Raw items:

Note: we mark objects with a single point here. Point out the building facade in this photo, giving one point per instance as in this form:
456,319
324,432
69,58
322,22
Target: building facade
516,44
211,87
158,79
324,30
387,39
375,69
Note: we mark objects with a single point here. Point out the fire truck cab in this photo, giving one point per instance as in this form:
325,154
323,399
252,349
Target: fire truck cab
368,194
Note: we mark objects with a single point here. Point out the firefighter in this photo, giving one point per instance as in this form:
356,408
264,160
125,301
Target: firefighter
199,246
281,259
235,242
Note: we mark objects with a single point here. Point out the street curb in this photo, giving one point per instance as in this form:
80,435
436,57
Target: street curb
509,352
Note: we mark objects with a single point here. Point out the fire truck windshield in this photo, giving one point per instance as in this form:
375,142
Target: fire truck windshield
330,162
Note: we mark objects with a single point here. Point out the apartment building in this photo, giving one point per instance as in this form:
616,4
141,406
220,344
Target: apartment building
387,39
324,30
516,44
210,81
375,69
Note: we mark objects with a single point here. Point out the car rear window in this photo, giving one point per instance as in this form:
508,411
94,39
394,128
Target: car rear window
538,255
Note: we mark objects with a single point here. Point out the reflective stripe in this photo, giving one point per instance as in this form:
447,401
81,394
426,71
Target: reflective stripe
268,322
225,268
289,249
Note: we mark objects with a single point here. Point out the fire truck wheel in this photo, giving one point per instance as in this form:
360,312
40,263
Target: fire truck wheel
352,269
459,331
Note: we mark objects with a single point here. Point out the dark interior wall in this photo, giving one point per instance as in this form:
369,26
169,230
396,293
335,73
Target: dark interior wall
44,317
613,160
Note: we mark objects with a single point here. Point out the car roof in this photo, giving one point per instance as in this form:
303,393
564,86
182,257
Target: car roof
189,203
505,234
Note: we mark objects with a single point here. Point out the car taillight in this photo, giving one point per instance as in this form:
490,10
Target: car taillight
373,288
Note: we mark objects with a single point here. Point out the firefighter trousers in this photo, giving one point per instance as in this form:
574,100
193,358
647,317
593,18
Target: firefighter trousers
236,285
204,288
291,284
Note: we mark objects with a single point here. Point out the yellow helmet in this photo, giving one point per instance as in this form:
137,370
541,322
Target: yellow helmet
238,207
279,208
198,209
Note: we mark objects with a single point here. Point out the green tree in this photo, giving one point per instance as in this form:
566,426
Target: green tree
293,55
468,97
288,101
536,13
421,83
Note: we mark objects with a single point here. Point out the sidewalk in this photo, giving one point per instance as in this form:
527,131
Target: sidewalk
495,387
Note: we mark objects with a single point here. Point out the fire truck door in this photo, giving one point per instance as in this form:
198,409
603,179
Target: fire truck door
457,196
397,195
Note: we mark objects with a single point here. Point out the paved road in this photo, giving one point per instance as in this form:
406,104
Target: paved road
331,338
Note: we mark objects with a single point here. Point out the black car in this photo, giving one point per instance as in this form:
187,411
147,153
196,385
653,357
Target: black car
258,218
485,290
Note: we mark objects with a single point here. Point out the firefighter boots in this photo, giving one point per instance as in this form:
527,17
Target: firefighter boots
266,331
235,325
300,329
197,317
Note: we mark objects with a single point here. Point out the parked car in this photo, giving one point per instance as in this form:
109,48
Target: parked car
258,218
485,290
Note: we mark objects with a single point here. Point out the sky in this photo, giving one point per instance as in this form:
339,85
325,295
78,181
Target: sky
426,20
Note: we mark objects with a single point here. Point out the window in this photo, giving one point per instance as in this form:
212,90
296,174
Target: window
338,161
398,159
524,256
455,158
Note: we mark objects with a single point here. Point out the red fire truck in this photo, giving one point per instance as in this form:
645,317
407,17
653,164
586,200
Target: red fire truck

Exercise prompt: Can you copy every one of the items above line for line, without changing any wording or numbers?

Answer to this task:
Note: we mark objects with a single point here. Point out the building facade in this photo, giving one point per instance as in this form:
456,319
324,432
69,58
322,22
Target: building facade
516,44
211,87
158,79
324,30
387,39
375,69
Note: we mark objects with a single point here. Point out the fire truck cab in this photo, giving one point per instance as in this form:
325,154
323,399
252,349
Target: fire truck cab
368,194
Note: we mark objects with a single point here. Point out the firefighter in this photo, giving one point per instance as in this form:
356,408
264,160
125,301
Target: firefighter
199,246
281,259
235,242
Note: we mark objects with a single point here. Point out the street curb in this photo, giving one point per instance as in this form:
80,435
436,57
Target: street curb
509,352
Note: we mark objects with a single point here. Point out the fire truck windshield in this photo, giving one point per instance as in this form:
375,142
Target: fire truck windshield
330,162
Note: we mark objects with a single point here. Point out the apartment building in this photo, giving one point per instance as in this form:
616,4
141,406
220,344
Target: apartment building
387,39
324,30
516,44
210,81
375,69
Note: we mark objects with a single point here. Point out the car rear window in this photo, giving one point per instance as in this form:
508,411
94,39
394,128
Target: car rear window
538,255
Note: we mark objects with a single point here. Point out the reflective stripe in this photo, giving one point per instance as in this form:
447,401
81,394
426,71
Target: reflective stripe
268,322
225,268
289,249
Note: we mark objects with a single point here. Point out the fire truck wheel in this photo, giving one point per instance as in this form:
360,312
40,263
Target: fire truck wheel
352,269
459,331
Note: we mark objects with a single point here. Point out the dark interior wall in this photo, giving one point per instance as in this form:
369,26
169,230
396,293
335,73
Target: dark interior wall
44,317
613,160
Note: we mark objects with a single point here. Point out the car roof in this photo, giving one point per instance as in this form:
303,393
564,86
182,257
Target: car roof
189,203
505,234
Note: we mark objects with a single point here. Point out the car taillight in this photo, giving one point per instance as in this form:
490,10
Target: car taillight
373,288
Note: we mark objects with a single point here. Point out the firefighter trousers in this photo, giving one point per instance as in this form:
574,100
193,358
647,317
593,18
Target: firefighter trousers
236,285
204,288
291,284
Note: we mark objects with a single point here. Point out the yellow helmet in this photo, giving one point per instance as in this form:
137,370
541,322
Target: yellow helmet
238,207
279,208
198,209
Note: we mark objects with a single point here. Point out the green tree in this photo, giving one point per instance as in this form:
566,426
Target: green tree
293,55
468,97
288,101
536,13
421,83
Note: we mark objects with a single point here. Point out the sidewalk in this photo, giving one point per instance as in this form:
527,131
Target: sidewalk
495,387
Note: we mark objects with a single point here. Point out the fire truck door in this photo, giving one point per instance as in this form:
198,409
603,179
Target: fire truck door
457,196
397,195
Note: we mark objects with a single point here. Point out the paved road in this photo, giving one point per instance as in this form:
406,104
Target: paved road
331,338
Note: we mark objects with a single point here. Point out the black car in this photo, giving one point per instance as in this form:
187,411
147,153
196,385
653,357
Target: black car
258,218
485,290
Note: we mark objects with a single point here. Point out the firefighter boots in this photo, giving one point per instance as in this form:
527,17
Target: firefighter boots
266,331
235,325
300,329
197,317
Note: we mark objects with a single point here. Point out the parked car in this photo, giving one point per instance as in this form:
109,48
Target: parked car
258,218
485,290
Note: we mark objects with a single point here. Point out the sky in this photo, giving one point per instance as in this form:
339,85
325,295
78,181
Target: sky
426,20
Note: we mark objects with a single point here. Point out the window in this photo, giving one point per instance as in this form:
212,90
296,174
Target: window
338,161
398,159
524,256
455,158
Note: we mark objects with a single point here. Point out the red fire truck in this photo, giving one point per instance as in this form:
645,317
407,17
653,164
586,200
Target: red fire truck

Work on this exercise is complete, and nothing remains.